Requirements = Copy out the rows word for word, from the very first line through the line that contains "M 844 41 L 855", with both ends included.

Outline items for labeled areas
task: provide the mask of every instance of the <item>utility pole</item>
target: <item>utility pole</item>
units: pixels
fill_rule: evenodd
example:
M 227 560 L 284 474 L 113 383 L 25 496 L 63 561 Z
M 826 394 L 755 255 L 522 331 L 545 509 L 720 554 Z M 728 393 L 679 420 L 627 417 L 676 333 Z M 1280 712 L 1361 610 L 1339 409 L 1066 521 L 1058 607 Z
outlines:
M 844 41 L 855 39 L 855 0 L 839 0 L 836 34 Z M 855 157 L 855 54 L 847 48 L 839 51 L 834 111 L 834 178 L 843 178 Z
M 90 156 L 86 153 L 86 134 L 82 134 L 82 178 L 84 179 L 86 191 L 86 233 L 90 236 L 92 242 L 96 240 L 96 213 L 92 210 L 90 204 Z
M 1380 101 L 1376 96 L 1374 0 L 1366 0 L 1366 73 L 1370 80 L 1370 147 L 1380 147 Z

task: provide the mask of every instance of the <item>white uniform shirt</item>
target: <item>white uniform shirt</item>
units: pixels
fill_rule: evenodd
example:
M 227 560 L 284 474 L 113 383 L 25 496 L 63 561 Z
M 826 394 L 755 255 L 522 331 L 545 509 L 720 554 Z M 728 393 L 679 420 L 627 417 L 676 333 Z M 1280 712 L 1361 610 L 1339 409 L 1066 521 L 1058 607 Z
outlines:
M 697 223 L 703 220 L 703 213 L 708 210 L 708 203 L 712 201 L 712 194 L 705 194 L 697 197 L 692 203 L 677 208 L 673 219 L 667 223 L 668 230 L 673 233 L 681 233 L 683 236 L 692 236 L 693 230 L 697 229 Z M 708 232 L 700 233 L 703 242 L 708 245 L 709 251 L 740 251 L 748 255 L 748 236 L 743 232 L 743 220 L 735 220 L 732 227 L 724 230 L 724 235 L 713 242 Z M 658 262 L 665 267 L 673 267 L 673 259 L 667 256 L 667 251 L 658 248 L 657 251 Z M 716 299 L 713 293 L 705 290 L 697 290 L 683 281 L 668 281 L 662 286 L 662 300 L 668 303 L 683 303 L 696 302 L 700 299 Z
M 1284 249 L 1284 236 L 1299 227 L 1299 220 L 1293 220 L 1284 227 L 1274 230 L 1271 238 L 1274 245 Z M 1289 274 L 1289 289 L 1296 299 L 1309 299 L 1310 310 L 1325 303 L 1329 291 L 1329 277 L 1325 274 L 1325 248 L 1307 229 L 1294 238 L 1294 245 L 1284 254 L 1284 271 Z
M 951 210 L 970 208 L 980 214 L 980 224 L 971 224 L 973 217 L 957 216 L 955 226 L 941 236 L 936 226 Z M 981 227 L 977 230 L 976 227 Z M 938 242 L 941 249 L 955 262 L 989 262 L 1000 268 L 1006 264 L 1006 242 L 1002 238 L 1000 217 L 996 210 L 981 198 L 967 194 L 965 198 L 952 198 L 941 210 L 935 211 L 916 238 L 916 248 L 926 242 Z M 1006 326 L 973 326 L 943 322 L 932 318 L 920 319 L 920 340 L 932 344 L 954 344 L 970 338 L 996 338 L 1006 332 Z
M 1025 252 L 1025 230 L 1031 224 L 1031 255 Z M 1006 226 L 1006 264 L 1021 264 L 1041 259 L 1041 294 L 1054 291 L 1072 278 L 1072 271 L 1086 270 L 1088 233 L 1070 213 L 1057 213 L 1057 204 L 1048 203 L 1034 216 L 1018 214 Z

Exercise output =
task: provide the mask of every instance of the <item>utility pole</item>
target: <item>utility pole</item>
units: pixels
fill_rule: evenodd
example:
M 227 560 L 284 474 L 113 383 L 25 496 L 63 561 Z
M 826 394 L 755 255 L 522 331 L 545 509 L 720 554 Z M 728 393 L 679 420 L 627 417 L 676 333 Z M 1280 712 L 1361 610 L 1339 409 L 1066 521 L 1058 607 Z
outlines:
M 844 41 L 855 39 L 855 0 L 839 0 L 836 34 Z M 855 157 L 855 54 L 847 48 L 839 51 L 834 111 L 834 178 L 843 178 Z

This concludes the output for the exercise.